LA SEMAINE DU ROUSSILLON * La semaine du Roussillon N°54 ( page 21 ) - Vendredi 18 Avril 1997 portrait Pollestres :
passionné de vampires Bruno Estraguès est un singulier
personnage. Tout commence pour lui en 1987, dans une salle obscure du cinéma Le
Castillet. Sur l'écran, un film d'épouvante : "Aux frontières de l'aube",
première réalisation de la talentueuse Kathlyn Biglow ("Point break",
"Strange Days"...). Une sombre histoire de vampires, sur fond de pleine lune en
Arizona. "C'était comme un flash dans ma tête, j'ai tout de suite adoré cette
histoire, j'étais... mordu!". Bruno est préparateur-auto et cinéaste amateur.
Equipé du camescope familial et d'une bonne dose de sang-froid, en novembre 1995, il
commence le tournage des scènes de son premier film : "L'appel de la nuit". Une
horde de copains et sa soeur, Valérie, dévouée aux Carpathes, sont tour à tour
acteurs, scénaristes et preneur de son. A l'arrivée : un moyen-métrage de 1h14 (dont 27
mn de bêtisier)! "Nous avons attendu la pleine lune pour tourner les premières
scènes. C'est drôle, dès le début il y avait une sorte de mauvais sort sur mon
projet...". En effet, l'un des acteurs fait une chute dans les escaliers, il doit
arrêter. Un couple se forme parmi les comédiens et laisse Bruno "en plan".
Quoi qu'il en soit, passionné, il continue mordicus son projet. Une aventure qui mène
cette équipée dans des situations cocasses. "Un copain m'avait prête des
fumigènes. Lors du tournage, l'appareil s'est cassé et nous étions noyé dans la
fumée. J'ai dû rapidement louer du matériel en état.". Trois bouts de skotch, du
ketchup et beaucoup d'idées et d'astuces permettent de réaliser les effets spéciaux.
Quant aux finances : "C'est là le plus difficile. Je sacrifie tout pour mon film.

**Consignes de l'exercice**
1 - D'après l'article sur Bruno Estraguès, en quelle année et dans quel cinéma son histoire commence-t-elle ?
2 - Relevez tous les titres de films cités dans l'article sur Bruno Estraguès.

**Liste des entrées**
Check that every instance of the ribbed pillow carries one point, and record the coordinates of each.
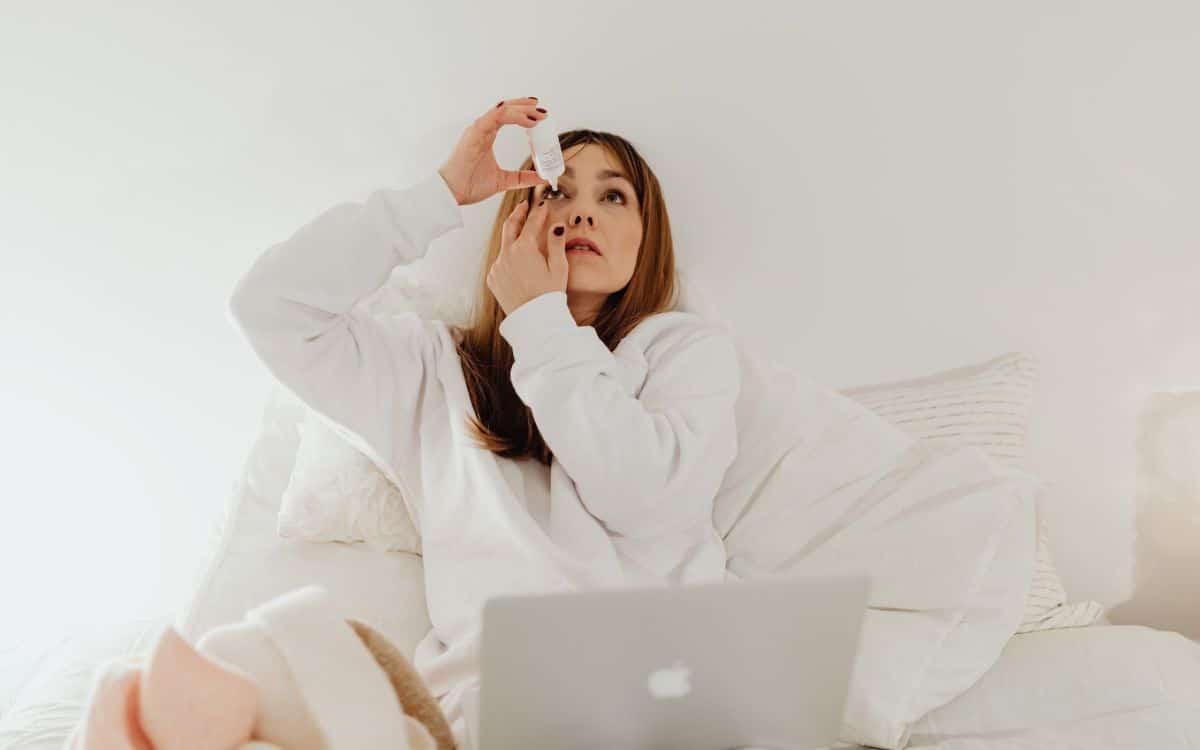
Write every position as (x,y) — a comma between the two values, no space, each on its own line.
(988,406)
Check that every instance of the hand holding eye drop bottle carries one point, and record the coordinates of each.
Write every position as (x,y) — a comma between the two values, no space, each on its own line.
(547,155)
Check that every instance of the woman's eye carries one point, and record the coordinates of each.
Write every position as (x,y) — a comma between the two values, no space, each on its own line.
(552,193)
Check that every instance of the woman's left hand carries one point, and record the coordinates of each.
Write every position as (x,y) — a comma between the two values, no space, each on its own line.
(532,261)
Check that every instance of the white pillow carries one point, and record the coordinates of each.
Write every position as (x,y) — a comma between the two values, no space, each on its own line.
(336,493)
(987,405)
(249,563)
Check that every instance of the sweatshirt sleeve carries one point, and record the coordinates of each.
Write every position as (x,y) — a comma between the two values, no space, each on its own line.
(295,306)
(642,465)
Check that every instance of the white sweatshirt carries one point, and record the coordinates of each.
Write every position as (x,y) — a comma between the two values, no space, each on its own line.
(641,436)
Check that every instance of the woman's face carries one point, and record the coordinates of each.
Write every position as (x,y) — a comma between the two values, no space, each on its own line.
(601,208)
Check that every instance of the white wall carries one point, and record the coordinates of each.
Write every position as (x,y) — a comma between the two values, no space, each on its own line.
(877,190)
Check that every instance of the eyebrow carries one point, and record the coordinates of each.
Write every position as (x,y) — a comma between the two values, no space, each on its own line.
(605,174)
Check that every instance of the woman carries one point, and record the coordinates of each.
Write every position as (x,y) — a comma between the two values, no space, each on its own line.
(574,435)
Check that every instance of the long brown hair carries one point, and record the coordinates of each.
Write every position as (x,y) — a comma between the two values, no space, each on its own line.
(502,423)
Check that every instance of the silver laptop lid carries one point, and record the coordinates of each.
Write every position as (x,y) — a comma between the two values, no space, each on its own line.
(709,666)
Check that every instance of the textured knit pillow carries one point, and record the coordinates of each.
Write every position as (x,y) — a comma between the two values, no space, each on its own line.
(336,492)
(988,406)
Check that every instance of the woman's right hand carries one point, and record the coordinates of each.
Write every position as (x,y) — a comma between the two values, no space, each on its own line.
(472,172)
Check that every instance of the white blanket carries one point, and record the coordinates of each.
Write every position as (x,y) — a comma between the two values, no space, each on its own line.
(822,485)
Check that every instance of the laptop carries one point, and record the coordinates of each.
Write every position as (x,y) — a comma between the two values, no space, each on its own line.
(763,663)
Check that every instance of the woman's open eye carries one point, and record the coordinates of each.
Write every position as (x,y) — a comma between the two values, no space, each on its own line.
(551,193)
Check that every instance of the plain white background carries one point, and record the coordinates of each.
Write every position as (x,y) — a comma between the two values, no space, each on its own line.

**Résultats par tâche**
1 - En 1987, au cinéma Le Castillet.

2 - « Aux frontières de l'aube », « Point break », « Strange Days », « L'appel de la nuit »